• Records for this task:

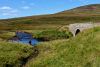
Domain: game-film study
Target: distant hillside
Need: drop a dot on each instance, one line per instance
(80, 14)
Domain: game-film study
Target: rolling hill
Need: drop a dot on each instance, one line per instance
(87, 13)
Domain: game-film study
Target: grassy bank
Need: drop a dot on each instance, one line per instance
(80, 51)
(14, 54)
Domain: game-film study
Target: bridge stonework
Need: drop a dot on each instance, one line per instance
(78, 27)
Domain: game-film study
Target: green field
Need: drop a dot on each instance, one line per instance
(53, 21)
(80, 51)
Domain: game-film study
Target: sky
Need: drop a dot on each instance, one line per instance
(22, 8)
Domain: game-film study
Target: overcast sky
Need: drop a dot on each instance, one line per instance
(20, 8)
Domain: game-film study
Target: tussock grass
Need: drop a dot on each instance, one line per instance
(80, 51)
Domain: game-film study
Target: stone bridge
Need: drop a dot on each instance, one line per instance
(78, 27)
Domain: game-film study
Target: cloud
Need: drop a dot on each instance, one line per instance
(8, 11)
(25, 7)
(5, 8)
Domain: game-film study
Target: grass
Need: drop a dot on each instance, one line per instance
(80, 51)
(13, 54)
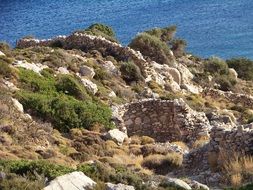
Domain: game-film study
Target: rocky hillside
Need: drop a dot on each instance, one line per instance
(85, 112)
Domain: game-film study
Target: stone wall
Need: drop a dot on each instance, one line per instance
(242, 99)
(238, 139)
(87, 43)
(164, 120)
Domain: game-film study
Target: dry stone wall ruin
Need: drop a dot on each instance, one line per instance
(164, 120)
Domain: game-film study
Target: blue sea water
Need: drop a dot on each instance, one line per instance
(211, 27)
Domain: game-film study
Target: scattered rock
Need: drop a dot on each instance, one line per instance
(63, 70)
(120, 186)
(116, 135)
(18, 105)
(37, 68)
(233, 73)
(177, 183)
(175, 75)
(86, 71)
(90, 86)
(71, 181)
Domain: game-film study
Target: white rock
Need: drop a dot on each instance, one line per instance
(2, 54)
(37, 68)
(178, 183)
(120, 186)
(18, 105)
(116, 135)
(112, 94)
(71, 181)
(63, 70)
(87, 71)
(90, 86)
(198, 186)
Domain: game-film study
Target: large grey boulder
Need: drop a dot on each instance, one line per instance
(120, 186)
(18, 105)
(174, 182)
(71, 181)
(86, 71)
(90, 86)
(116, 135)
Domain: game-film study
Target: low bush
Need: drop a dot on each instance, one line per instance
(152, 47)
(162, 164)
(216, 66)
(130, 72)
(29, 168)
(243, 66)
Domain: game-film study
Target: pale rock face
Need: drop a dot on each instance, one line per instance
(233, 73)
(178, 183)
(90, 86)
(71, 181)
(110, 67)
(18, 105)
(198, 186)
(175, 75)
(2, 54)
(63, 70)
(87, 71)
(37, 68)
(116, 135)
(110, 186)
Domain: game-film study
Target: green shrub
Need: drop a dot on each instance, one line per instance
(226, 82)
(152, 47)
(41, 167)
(216, 66)
(130, 72)
(71, 86)
(65, 112)
(243, 66)
(5, 70)
(165, 34)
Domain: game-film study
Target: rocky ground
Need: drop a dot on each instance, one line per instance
(85, 112)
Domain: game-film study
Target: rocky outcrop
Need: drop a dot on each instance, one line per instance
(116, 135)
(164, 120)
(90, 86)
(72, 181)
(178, 183)
(120, 186)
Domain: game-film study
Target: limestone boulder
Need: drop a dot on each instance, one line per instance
(116, 135)
(71, 181)
(175, 75)
(90, 86)
(18, 105)
(37, 68)
(63, 70)
(120, 186)
(233, 73)
(2, 54)
(87, 71)
(178, 183)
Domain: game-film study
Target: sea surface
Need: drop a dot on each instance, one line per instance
(221, 28)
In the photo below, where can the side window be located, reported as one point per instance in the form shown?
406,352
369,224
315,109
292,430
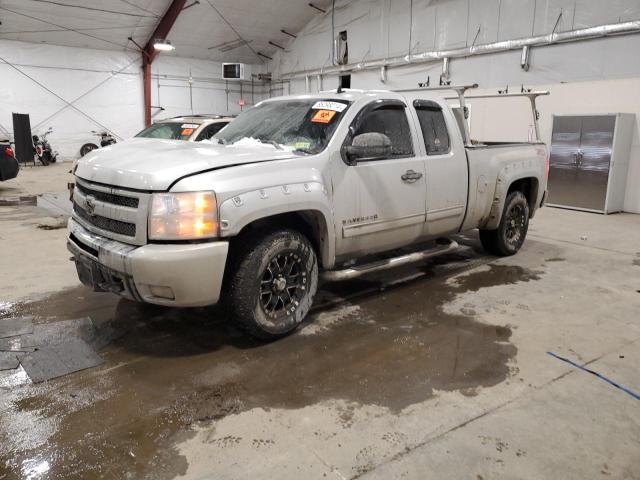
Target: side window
392,121
433,126
210,131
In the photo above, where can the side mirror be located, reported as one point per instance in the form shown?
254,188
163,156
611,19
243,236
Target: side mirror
368,146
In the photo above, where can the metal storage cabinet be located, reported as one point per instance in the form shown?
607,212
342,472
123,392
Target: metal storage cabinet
589,161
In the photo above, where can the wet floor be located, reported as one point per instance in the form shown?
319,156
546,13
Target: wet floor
367,341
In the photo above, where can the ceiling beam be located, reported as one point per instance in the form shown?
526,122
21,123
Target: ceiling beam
163,29
149,53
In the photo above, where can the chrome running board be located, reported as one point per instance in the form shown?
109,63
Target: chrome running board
388,263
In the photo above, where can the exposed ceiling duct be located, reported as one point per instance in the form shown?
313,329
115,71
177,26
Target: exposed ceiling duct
624,28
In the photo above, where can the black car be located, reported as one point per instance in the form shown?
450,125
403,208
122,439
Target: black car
8,164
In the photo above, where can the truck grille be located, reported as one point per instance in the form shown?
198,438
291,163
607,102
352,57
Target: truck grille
111,212
104,223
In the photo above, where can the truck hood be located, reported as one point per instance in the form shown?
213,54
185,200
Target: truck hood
154,164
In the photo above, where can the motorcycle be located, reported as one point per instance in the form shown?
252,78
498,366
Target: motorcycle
106,138
42,148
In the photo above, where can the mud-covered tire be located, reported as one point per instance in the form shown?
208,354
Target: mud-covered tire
507,239
255,282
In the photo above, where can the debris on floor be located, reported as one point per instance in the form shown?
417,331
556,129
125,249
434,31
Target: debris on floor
21,200
52,361
8,360
11,327
51,350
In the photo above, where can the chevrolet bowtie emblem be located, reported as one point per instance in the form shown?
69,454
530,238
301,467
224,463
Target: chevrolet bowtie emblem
90,202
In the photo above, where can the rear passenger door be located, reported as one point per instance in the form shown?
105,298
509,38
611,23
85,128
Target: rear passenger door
446,167
380,203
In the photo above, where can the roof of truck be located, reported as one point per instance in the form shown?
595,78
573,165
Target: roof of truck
200,118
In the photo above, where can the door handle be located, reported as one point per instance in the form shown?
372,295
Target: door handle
411,176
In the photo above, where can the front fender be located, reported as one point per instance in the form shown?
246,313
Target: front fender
240,210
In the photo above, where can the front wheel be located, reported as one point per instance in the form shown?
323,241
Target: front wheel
272,282
507,239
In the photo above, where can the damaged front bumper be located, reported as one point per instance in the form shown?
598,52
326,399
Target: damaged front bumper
181,275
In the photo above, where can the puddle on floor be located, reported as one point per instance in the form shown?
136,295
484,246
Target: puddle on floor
176,367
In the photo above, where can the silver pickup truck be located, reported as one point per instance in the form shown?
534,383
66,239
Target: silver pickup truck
296,188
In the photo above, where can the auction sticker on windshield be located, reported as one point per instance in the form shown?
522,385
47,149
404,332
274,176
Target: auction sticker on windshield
323,116
333,106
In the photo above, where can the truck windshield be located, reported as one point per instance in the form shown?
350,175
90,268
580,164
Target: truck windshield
169,131
304,125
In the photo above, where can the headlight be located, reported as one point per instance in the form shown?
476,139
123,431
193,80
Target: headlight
183,216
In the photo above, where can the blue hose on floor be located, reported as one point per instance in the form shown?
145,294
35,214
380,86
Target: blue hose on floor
602,377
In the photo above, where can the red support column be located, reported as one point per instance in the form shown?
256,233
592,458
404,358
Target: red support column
149,53
146,67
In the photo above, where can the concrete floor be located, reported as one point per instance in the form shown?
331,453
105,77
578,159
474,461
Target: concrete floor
436,371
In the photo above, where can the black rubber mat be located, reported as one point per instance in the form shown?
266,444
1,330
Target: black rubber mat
52,361
8,361
11,327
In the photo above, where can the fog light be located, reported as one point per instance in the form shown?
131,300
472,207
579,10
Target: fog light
162,292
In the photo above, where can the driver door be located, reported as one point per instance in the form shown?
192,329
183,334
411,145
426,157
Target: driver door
379,204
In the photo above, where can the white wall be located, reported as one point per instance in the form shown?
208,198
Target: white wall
106,89
596,76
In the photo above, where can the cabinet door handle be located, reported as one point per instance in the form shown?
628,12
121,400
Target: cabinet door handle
411,176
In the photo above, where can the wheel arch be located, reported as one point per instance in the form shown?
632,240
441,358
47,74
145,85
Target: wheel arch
526,183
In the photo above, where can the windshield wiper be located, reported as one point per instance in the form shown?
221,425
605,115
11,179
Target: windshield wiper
271,142
303,150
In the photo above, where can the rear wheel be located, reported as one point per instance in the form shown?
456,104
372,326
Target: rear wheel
511,232
272,282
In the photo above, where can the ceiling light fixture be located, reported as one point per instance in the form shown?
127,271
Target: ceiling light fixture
163,45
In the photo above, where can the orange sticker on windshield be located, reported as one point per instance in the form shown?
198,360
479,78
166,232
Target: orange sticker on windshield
323,116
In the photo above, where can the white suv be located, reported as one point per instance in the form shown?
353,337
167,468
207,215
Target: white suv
191,128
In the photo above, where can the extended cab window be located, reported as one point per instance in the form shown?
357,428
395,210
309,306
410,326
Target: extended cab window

• Set task: Every line from the one containing "In the photo above, where can the cabinet" through the last line of the entries must be written out verbatim, and no other line.

• Solved problem:
In the photo above, where can the cabinet door handle be located, reported as one point per instance in the form shown?
628,12
121,400
Target: cabinet door handle
411,176
In the photo above, where can the wheel arch be located, reported as one point per instance in the form shown?
632,240
441,358
47,74
145,85
Target: wheel arch
526,183
In the photo above, where can the windshield wiper be located, reported as one point per instance in the form shown?
221,425
605,115
11,179
Target: windshield wiper
271,142
303,150
In the photo above, where can the rear wheel be located, reported as one point per instance in the form shown?
456,104
372,326
Target: rear wheel
511,232
272,282
In the photo above, where can the ceiling light fixture be located, reported as one point per instance in the form shown?
127,271
Target: ceiling light fixture
163,45
In the photo above, where can the orange sticker on windshield be located, reported as one point per instance in the form shown?
198,360
479,78
166,232
Target: orange sticker on windshield
323,116
In the photo above, where can the white suv be located, reported as one point per instance in the form shown?
353,337
167,468
207,215
Target: white suv
191,128
In the photo above, where can the extended cab window be located, reported as one point per instance in the form shown?
357,428
395,210
309,306
410,326
Target: extended cab window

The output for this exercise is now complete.